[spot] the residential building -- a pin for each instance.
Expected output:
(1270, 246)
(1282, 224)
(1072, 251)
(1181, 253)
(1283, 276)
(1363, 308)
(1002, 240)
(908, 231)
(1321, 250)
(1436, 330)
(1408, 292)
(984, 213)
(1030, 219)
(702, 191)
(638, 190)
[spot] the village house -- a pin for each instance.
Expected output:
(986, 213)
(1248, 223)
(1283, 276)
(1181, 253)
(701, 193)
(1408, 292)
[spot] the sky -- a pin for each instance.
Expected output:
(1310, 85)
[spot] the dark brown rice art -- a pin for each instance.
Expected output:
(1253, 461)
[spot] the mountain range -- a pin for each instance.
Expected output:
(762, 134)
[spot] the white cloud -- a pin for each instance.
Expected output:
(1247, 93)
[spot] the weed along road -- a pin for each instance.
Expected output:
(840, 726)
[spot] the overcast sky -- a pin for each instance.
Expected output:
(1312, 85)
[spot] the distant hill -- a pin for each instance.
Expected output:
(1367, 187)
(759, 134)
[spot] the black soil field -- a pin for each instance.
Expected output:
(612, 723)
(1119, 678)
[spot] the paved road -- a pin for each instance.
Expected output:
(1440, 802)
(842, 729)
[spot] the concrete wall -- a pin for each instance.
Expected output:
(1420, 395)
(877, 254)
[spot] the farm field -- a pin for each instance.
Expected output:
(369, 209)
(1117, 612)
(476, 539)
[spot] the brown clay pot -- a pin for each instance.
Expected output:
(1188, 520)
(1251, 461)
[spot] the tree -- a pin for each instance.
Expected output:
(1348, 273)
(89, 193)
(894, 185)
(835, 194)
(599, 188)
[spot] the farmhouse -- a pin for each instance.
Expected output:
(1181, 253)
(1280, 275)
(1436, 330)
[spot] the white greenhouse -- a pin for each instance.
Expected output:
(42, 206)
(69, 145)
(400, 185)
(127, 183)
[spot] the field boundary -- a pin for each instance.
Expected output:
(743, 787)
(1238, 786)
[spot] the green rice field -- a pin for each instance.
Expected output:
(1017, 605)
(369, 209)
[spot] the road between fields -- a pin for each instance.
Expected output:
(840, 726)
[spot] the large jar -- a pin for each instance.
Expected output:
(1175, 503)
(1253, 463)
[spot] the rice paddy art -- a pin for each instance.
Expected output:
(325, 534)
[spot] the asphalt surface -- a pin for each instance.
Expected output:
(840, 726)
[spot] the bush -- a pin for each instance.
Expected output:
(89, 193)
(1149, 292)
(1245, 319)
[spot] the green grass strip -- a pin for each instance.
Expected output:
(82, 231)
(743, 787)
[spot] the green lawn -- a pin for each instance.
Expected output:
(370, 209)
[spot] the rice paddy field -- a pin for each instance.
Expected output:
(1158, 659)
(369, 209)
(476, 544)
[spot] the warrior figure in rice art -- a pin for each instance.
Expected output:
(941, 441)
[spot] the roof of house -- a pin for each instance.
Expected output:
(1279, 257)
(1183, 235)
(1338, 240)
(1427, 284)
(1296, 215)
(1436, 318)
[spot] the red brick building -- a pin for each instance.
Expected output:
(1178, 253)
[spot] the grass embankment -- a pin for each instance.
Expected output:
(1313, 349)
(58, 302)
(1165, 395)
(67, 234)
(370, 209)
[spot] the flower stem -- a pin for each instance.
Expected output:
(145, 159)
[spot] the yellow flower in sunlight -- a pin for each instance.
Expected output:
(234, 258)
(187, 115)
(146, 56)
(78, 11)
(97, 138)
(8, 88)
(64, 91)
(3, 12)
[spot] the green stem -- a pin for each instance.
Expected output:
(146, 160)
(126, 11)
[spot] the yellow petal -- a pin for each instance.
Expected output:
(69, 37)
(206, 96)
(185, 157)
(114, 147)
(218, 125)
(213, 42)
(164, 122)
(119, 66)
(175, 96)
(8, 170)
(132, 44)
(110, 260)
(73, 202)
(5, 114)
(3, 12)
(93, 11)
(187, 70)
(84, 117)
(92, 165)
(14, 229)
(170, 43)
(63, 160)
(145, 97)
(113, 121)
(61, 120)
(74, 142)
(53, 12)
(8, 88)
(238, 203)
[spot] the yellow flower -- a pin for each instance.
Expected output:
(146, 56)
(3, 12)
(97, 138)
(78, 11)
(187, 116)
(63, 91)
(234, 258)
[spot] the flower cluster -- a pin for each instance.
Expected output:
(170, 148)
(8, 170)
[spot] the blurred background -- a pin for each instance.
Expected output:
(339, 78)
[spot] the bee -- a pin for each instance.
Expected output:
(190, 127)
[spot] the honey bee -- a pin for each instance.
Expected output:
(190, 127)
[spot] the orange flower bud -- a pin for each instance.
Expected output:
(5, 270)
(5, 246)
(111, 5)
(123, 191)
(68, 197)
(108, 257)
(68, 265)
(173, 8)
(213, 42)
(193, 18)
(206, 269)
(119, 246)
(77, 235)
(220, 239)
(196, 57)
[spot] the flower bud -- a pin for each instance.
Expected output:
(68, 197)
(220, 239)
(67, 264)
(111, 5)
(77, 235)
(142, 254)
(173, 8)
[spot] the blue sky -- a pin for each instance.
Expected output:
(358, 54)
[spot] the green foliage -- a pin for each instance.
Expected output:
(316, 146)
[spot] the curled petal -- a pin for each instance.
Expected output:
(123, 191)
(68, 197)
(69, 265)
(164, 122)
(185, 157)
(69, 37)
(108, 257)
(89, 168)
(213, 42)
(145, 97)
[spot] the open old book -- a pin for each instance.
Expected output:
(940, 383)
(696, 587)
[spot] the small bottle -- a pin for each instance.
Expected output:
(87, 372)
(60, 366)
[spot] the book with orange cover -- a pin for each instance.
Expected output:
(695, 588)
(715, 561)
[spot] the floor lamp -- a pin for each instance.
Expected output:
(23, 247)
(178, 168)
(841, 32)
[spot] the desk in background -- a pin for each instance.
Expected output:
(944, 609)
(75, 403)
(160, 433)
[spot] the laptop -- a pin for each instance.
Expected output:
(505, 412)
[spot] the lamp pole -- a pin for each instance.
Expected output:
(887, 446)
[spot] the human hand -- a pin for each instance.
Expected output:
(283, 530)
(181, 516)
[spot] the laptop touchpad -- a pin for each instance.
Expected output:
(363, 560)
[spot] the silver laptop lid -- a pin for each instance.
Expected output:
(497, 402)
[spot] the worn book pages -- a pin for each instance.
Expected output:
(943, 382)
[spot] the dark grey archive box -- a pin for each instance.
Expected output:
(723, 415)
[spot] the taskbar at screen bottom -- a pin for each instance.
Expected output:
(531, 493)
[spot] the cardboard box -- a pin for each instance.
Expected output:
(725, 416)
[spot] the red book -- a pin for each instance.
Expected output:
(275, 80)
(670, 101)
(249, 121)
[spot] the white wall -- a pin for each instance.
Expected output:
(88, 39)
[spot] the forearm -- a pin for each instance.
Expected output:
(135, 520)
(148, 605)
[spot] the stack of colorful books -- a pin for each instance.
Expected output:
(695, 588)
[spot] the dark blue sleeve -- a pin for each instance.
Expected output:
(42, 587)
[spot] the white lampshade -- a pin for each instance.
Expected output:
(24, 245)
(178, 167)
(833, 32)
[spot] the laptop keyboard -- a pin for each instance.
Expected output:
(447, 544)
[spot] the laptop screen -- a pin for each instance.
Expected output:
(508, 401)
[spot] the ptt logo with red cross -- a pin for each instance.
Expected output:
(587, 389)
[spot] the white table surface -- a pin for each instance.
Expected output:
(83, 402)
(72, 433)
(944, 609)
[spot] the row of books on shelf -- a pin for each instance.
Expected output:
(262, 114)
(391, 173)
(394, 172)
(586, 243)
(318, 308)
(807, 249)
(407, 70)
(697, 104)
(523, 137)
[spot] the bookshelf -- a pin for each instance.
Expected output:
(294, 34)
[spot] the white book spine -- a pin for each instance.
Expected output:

= WHAT THE TASK REQUIRES =
All of the entries should be transcribed exactly as they appear.

= RESULT OF THE TASK =
[spot] the residential building -- a pin for each instance.
Expected output:
(1270, 246)
(1282, 224)
(1072, 251)
(1181, 253)
(1283, 276)
(1363, 308)
(1002, 240)
(908, 231)
(1321, 250)
(1436, 330)
(1408, 292)
(984, 213)
(1030, 219)
(702, 191)
(638, 190)
[spot] the village house -- a pin for each instance.
Expected output:
(986, 213)
(1248, 223)
(1283, 276)
(1181, 253)
(701, 193)
(1408, 292)
[spot] the sky -- a pin for each instance.
Expected output:
(1310, 85)
[spot] the dark brown rice art -- a pin for each instance.
Expected output:
(1253, 461)
[spot] the mountain range -- a pin for each instance.
Expected output:
(762, 134)
[spot] the white cloud -- a pin for each instance.
Expected output:
(1247, 93)
[spot] the weed along road -- a pin for each instance.
Expected output:
(840, 726)
[spot] the overcast sky -- a pin for each instance.
Expected output:
(1312, 85)
[spot] the distant hill -- a pin for each instance.
Expected output:
(1367, 187)
(759, 134)
[spot] the black soil field -- a pin for each instance.
Expected output:
(612, 723)
(1119, 678)
[spot] the paved road -- a pin for each instance.
Expected output:
(1440, 802)
(842, 729)
[spot] the concrete wall -- a pin for each instance.
Expected output:
(1420, 395)
(877, 254)
[spot] the farm field -- a pin for each instance.
Expected output:
(369, 209)
(1117, 612)
(476, 539)
[spot] the brown clay pot -- a pin for each instance.
Expected output:
(1188, 520)
(1251, 461)
[spot] the tree -- a pin for each instance.
Expected output:
(1348, 273)
(89, 193)
(894, 185)
(835, 194)
(599, 188)
[spot] the farmhouse -- a pin for each instance.
Expected output:
(1181, 253)
(1280, 275)
(1436, 330)
[spot] the white greenhouse -- a pin for each instance.
Expected output:
(42, 206)
(69, 145)
(400, 185)
(127, 183)
[spot] the field boundary -- a pin for each instance.
Expected output:
(743, 787)
(1238, 786)
[spot] the green rice field -- a pin for each instance.
Expected output:
(1017, 605)
(369, 209)
[spot] the road between fields -- a pin for each instance.
Expected output:
(840, 726)
[spot] the large jar -- a pin for each instance.
Expected output:
(1175, 503)
(1253, 463)
[spot] the rice paddy art -- a pin for each instance.
Expected output:
(325, 534)
[spot] the asphalt surface -- a pin for each instance.
Expected output:
(840, 726)
[spot] the bush -- a pin for each instance.
Expected output:
(89, 193)
(1149, 292)
(1245, 319)
[spot] the green grass strip -- a pin for each instance.
Expected output:
(82, 231)
(743, 787)
[spot] the green lawn -- a pin for each instance.
Expected output:
(370, 209)
[spot] the rice paddy field -- a pin for each instance.
Expected output:
(1158, 659)
(369, 209)
(476, 544)
[spot] the warrior figure in rice art -- a pin for each instance.
Expected output:
(941, 441)
[spot] the roof of house -- a pin for each instance.
Expected output:
(1279, 257)
(1183, 235)
(1338, 240)
(1427, 284)
(1296, 215)
(1436, 318)
[spot] the red brick building -- a pin for each instance.
Expected output:
(1178, 253)
[spot] the grass embankment -- a pin for each instance.
Expected output:
(1313, 349)
(58, 302)
(1165, 395)
(67, 234)
(370, 209)
[spot] the flower stem -- a pin for each instance.
Expected output:
(145, 159)
[spot] the yellow flower in sunlight -- a pin for each instance.
Expected output:
(234, 258)
(187, 115)
(146, 56)
(78, 11)
(97, 138)
(8, 88)
(64, 91)
(3, 12)
[spot] the green stem -- a pin for each instance.
Expected output:
(146, 160)
(126, 11)
[spot] the yellow petal -- a pin for each instance.
Expected output:
(69, 37)
(206, 96)
(185, 157)
(114, 147)
(218, 125)
(213, 42)
(164, 122)
(119, 66)
(175, 96)
(8, 170)
(132, 44)
(110, 260)
(73, 202)
(5, 114)
(3, 12)
(93, 11)
(187, 70)
(84, 117)
(92, 165)
(14, 229)
(170, 43)
(63, 160)
(145, 97)
(113, 121)
(61, 120)
(74, 142)
(53, 12)
(8, 88)
(238, 203)
[spot] the yellow flower -- a pin for each instance.
Expected output:
(146, 56)
(3, 12)
(97, 138)
(78, 11)
(187, 116)
(63, 91)
(234, 258)
[spot] the flower cluster -- a pin for each instance.
Expected output:
(170, 148)
(8, 170)
[spot] the blurred background -- a pin for each instance.
Expected output:
(339, 78)
[spot] the bee -- a pin for each instance.
Expected output:
(190, 127)
[spot] the honey bee -- a pin for each instance.
Expected output:
(190, 127)
[spot] the orange flower bud -- a pin for each instance.
Expected output:
(5, 270)
(5, 246)
(111, 5)
(123, 191)
(68, 197)
(108, 257)
(68, 265)
(173, 8)
(213, 42)
(193, 18)
(206, 269)
(119, 246)
(77, 235)
(220, 239)
(196, 57)
[spot] the flower bud -- a pin for each instance.
Expected output:
(68, 197)
(220, 239)
(67, 264)
(111, 5)
(77, 235)
(142, 254)
(173, 8)
[spot] the blue sky -- a pin for each instance.
Expected output:
(358, 54)
[spot] the green foliage -- a pin for each instance.
Expected output:
(316, 146)
[spot] the curled petal -- a pin for each instance.
Expected output:
(123, 191)
(68, 197)
(69, 265)
(164, 122)
(185, 157)
(69, 37)
(108, 257)
(89, 168)
(213, 42)
(145, 97)
[spot] the open old book -- a pin for each instance.
Expected output:
(940, 383)
(696, 587)
[spot] the small bottle -- a pin for each instance.
Expected output:
(87, 372)
(60, 366)
[spot] the book with orange cover -- a pin for each instance.
Expected output:
(695, 588)
(715, 561)
[spot] the floor lamp -- a pin for each instance.
Expected output:
(23, 247)
(178, 168)
(841, 32)
[spot] the desk in background -- a pin for each instance.
Expected output:
(944, 609)
(75, 403)
(160, 433)
[spot] the laptop -- a pin for each instance.
Expected output:
(505, 412)
[spot] the lamp pole -- a pin for each instance.
Expected output:
(887, 446)
[spot] the human hand -- a pin for each instance.
Expected output:
(283, 530)
(181, 516)
[spot] the laptop touchpad -- a pin for each instance.
Expected output:
(363, 560)
[spot] the silver laptop lid -- a pin for each instance.
Expected output:
(497, 402)
[spot] the worn book pages -- a pin for each instance.
Expected output:
(943, 382)
[spot] the dark grey archive box -- a pin for each instance.
Expected output:
(723, 415)
[spot] the taskbar at screen bottom -- a pin for each instance.
Expected output:
(531, 493)
[spot] the cardboard box -- a pin for each instance.
Expected output:
(725, 416)
[spot] the red book -- a pin for each instance.
Expected output:
(275, 80)
(670, 101)
(249, 121)
[spot] the white wall -- a pin for each instance.
Expected output:
(88, 39)
[spot] the forearm -- a pin for each instance.
Expected output:
(135, 520)
(148, 605)
[spot] the stack of colorful books -- a pin for each instance.
Expected output:
(695, 588)
[spot] the dark blue sleeve -- a pin for each instance.
Expected output:
(42, 587)
[spot] the white lampshade -- a pin for each instance.
Expected output:
(24, 245)
(178, 167)
(833, 32)
[spot] the laptop keyboard -- a pin for each instance.
Expected output:
(447, 544)
[spot] the laptop screen -- a pin for each instance.
Expected output:
(508, 401)
[spot] the ptt logo with red cross -- a pin for each instance.
Expected output:
(587, 389)
[spot] the white table surface -- a pin for each instance.
Expected output:
(83, 402)
(72, 433)
(944, 609)
[spot] the row of books on shelf -- a pin for each instance.
Expected output:
(262, 114)
(391, 173)
(394, 172)
(586, 243)
(318, 308)
(807, 249)
(407, 70)
(697, 104)
(523, 137)
[spot] the bookshelf -- a pin for each instance.
Expected output:
(294, 34)
[spot] the white book spine -- a pin for each instance.
Expected output:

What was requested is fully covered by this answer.